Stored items
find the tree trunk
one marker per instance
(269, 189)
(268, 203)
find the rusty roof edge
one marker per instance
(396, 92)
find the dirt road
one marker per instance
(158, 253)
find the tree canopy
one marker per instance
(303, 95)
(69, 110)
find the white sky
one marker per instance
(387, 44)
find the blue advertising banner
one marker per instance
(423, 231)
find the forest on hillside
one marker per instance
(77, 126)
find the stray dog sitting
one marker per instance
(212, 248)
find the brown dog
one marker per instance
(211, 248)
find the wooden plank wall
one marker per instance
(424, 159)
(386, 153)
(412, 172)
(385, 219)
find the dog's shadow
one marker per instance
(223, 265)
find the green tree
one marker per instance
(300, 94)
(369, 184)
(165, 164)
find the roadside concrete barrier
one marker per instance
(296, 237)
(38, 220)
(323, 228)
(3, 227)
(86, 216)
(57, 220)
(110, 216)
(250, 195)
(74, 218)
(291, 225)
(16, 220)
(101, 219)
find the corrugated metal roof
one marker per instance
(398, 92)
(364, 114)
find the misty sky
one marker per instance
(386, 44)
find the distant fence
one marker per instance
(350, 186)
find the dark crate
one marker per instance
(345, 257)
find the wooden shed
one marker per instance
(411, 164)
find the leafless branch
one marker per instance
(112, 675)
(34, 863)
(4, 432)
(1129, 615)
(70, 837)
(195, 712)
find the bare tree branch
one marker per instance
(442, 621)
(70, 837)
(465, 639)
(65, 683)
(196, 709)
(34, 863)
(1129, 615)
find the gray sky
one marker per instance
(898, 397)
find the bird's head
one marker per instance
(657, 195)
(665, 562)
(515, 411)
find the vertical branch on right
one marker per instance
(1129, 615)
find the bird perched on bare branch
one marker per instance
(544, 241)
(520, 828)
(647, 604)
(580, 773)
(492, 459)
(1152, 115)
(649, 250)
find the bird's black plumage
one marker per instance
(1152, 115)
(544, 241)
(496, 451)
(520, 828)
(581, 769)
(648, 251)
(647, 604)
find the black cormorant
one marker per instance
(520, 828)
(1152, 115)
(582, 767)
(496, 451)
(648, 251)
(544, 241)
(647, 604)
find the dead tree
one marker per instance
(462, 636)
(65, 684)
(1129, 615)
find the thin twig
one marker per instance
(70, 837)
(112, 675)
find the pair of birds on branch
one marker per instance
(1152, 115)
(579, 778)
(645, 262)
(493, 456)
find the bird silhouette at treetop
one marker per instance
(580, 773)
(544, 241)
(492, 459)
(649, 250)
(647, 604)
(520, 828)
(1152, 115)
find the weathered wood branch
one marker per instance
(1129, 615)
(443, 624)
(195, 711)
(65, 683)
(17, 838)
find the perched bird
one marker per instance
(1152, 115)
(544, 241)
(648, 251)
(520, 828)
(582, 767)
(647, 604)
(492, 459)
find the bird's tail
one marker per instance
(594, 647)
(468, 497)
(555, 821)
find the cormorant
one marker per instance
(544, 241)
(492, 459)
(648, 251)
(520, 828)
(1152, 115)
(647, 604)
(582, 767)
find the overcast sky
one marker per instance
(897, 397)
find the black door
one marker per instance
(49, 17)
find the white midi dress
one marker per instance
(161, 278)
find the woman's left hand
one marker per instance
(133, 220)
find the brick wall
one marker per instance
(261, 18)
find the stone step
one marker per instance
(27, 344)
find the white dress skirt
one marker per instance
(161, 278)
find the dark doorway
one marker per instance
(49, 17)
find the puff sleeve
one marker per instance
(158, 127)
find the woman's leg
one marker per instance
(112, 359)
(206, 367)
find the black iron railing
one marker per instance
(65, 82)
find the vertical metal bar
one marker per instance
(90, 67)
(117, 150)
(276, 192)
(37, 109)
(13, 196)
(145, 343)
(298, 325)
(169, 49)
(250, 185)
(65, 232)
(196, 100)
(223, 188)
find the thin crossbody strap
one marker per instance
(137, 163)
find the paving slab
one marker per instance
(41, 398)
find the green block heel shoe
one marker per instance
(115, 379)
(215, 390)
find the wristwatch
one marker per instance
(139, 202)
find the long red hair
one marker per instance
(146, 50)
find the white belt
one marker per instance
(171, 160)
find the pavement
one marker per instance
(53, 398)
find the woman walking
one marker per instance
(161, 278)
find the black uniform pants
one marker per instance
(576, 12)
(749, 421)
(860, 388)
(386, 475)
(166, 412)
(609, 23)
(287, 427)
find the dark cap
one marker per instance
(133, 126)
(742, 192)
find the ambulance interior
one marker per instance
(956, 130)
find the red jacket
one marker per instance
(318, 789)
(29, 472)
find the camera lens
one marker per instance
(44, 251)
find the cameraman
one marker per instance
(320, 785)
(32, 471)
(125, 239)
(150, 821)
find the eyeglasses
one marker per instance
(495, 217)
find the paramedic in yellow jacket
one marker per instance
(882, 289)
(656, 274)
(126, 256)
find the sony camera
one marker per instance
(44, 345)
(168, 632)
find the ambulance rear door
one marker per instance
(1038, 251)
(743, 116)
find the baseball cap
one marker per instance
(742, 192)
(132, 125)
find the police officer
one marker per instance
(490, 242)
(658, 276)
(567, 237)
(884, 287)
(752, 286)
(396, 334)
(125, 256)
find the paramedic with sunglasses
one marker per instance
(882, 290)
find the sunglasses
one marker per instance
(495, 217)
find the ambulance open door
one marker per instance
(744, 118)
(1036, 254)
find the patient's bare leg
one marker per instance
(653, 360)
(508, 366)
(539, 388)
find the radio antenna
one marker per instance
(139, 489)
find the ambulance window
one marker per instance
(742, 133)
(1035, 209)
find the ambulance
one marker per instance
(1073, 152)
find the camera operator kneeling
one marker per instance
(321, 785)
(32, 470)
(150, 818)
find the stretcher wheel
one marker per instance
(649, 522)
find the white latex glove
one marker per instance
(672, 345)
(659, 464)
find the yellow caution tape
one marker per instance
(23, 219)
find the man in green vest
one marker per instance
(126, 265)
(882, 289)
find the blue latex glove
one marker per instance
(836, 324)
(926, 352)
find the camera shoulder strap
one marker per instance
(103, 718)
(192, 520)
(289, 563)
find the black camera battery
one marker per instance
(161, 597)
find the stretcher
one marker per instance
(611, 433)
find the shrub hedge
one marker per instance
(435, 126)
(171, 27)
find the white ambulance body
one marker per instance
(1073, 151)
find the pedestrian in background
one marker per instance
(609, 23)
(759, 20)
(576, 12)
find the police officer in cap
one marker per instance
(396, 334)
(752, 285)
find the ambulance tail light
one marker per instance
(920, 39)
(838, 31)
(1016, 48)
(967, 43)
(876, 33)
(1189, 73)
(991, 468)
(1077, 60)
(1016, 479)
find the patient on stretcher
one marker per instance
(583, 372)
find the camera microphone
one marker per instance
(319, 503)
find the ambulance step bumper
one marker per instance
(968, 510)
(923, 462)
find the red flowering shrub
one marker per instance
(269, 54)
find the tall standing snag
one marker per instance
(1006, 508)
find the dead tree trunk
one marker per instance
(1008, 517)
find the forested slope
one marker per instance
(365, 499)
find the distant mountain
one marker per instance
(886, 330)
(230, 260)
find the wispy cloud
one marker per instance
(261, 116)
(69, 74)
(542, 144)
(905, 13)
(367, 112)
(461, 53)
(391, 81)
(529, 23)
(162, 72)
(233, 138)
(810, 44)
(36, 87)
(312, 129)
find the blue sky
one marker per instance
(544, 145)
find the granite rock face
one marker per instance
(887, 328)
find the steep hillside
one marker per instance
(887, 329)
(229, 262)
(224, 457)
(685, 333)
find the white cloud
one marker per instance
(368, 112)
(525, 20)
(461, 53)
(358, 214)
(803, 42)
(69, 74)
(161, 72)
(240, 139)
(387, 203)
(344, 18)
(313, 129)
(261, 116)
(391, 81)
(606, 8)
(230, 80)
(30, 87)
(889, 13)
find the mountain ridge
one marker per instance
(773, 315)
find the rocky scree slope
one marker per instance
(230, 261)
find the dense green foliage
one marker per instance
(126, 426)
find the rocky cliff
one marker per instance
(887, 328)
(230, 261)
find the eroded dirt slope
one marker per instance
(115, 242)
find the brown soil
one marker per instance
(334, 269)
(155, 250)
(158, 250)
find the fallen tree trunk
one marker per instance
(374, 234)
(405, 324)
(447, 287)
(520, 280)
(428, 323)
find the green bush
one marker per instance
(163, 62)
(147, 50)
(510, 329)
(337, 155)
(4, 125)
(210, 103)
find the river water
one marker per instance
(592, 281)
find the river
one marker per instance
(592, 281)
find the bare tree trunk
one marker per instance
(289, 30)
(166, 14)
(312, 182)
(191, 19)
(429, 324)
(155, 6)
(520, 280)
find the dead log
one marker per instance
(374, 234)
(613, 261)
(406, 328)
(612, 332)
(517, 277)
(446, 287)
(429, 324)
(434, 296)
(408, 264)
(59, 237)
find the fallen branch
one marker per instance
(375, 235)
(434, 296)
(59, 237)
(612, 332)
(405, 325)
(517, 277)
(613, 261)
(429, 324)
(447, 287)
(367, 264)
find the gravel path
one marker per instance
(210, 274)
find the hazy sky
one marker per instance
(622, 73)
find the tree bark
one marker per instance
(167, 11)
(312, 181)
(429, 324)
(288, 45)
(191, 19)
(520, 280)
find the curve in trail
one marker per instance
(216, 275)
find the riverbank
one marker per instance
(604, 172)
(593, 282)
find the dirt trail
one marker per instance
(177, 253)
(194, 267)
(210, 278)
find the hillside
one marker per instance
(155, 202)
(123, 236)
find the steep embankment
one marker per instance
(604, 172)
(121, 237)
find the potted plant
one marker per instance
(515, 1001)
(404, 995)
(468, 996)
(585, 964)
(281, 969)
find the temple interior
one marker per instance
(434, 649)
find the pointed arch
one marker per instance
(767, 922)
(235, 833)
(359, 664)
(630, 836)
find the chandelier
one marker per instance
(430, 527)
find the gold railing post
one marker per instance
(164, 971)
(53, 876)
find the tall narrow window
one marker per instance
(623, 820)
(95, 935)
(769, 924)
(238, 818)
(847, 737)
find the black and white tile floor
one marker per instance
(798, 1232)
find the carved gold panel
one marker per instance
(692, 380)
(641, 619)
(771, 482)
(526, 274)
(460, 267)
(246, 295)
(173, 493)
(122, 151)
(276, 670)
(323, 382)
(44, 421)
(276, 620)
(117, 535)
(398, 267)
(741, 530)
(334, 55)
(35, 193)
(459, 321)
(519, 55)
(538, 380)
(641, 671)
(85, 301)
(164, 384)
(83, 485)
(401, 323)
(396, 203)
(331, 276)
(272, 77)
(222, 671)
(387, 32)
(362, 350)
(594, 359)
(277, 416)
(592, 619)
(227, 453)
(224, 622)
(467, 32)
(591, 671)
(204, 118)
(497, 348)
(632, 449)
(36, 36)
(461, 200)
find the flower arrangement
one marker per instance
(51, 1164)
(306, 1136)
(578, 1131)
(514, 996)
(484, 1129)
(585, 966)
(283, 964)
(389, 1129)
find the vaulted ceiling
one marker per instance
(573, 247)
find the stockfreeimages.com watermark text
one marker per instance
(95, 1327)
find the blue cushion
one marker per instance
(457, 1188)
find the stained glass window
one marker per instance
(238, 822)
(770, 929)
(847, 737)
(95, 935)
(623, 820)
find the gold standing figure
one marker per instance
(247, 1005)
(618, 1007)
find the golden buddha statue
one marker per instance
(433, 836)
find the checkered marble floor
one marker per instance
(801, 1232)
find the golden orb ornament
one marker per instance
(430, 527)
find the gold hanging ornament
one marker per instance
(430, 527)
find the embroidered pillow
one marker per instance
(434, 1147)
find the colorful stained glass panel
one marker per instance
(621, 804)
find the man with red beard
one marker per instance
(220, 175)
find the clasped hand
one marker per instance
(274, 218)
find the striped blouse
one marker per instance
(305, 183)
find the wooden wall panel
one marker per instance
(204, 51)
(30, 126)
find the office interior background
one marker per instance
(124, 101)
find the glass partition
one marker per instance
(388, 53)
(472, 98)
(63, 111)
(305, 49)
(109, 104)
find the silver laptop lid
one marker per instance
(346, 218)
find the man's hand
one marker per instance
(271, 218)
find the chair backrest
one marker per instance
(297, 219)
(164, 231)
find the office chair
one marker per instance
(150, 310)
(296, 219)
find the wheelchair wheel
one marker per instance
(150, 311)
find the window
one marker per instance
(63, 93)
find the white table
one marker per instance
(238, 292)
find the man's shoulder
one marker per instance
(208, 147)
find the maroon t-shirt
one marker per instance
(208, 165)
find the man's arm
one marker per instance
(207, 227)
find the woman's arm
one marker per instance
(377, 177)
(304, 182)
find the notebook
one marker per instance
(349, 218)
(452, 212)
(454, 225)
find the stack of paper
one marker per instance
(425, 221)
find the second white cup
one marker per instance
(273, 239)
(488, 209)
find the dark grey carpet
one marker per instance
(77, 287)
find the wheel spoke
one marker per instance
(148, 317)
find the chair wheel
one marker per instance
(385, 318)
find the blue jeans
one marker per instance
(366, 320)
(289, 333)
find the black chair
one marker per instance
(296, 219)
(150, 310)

▸ YOUR OBJECTIVE: Copy word for word the part of the listing above that opens with the line containing "find the blue jeans" and runs through the end of the listing.

▸ THE OUTPUT:
find the blue jeans
one marker per instance
(366, 320)
(289, 333)
find the black chair
one marker per instance
(296, 219)
(150, 310)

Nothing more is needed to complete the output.